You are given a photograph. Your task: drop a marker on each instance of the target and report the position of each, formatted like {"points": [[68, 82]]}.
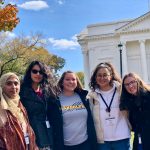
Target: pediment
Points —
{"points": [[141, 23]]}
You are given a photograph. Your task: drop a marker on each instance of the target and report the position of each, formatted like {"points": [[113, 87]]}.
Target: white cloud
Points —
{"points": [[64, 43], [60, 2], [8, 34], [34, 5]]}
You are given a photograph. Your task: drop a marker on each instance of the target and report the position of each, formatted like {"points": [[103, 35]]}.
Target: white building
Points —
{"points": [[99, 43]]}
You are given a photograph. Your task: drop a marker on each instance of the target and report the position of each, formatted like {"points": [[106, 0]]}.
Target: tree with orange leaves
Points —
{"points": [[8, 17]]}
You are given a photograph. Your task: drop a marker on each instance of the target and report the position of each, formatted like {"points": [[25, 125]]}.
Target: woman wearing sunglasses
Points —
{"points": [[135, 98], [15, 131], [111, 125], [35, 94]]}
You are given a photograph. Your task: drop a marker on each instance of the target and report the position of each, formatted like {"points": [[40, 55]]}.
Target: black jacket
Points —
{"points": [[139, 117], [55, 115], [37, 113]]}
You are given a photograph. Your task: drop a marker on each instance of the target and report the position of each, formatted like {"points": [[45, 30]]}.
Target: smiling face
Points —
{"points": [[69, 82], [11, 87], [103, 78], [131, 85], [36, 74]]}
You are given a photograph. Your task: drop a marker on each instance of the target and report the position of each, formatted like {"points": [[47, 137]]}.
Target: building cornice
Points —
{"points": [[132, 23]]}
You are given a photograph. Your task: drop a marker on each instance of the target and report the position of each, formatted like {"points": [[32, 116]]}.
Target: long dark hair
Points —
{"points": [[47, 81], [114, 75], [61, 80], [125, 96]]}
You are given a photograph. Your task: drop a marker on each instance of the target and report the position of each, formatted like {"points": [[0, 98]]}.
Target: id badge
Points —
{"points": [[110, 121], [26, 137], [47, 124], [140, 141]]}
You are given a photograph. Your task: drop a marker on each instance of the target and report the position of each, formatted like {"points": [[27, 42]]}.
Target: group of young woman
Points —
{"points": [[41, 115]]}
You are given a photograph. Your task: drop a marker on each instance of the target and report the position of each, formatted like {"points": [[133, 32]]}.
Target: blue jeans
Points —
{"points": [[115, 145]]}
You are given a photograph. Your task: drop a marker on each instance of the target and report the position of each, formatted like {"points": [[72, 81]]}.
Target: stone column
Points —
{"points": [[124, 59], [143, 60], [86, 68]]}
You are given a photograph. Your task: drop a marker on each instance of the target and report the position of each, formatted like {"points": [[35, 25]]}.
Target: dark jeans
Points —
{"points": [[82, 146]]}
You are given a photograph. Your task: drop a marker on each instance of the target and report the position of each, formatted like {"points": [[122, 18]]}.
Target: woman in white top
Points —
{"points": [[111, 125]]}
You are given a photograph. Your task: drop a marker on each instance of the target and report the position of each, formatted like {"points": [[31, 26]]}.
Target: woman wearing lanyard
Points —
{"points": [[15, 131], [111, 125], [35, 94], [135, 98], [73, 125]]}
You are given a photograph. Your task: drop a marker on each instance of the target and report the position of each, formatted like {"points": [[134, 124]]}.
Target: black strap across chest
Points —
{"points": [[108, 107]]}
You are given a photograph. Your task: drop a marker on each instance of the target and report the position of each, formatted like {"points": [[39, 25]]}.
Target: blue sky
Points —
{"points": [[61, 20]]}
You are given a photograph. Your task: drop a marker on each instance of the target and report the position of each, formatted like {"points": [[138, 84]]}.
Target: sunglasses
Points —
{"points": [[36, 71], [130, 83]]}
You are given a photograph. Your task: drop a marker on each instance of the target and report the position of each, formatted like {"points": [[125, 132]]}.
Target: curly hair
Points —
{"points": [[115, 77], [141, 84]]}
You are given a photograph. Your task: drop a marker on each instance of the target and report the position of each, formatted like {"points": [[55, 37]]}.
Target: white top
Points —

═══

* Prompt
Pull out every line of the data above that contains the word "woman", and copy each one in full. Case counts.

* Result for this exercise
Target: woman wearing sunglasses
Target: group of young woman
Target: woman in white top
Target: woman wearing lanyard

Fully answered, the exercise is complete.